WHAT IS BEING ASKED
Write out the records once more, exactly, and keep any image out.
[Opening DATA SHOWN section]
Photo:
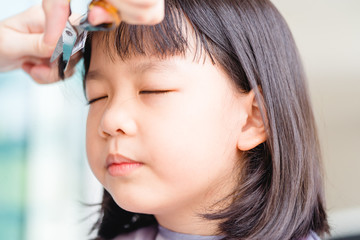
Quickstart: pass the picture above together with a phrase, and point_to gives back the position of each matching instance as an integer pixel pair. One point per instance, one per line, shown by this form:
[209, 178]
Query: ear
[252, 129]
[Closing DATA SHOWN section]
RESPONSE BOX
Photo:
Quickstart: pass the picture above together with a phrase, and point_to gives back the position of each matching instance as an integer pixel pair. One point per instance, one per line, shown by this form:
[209, 178]
Query: ear
[252, 129]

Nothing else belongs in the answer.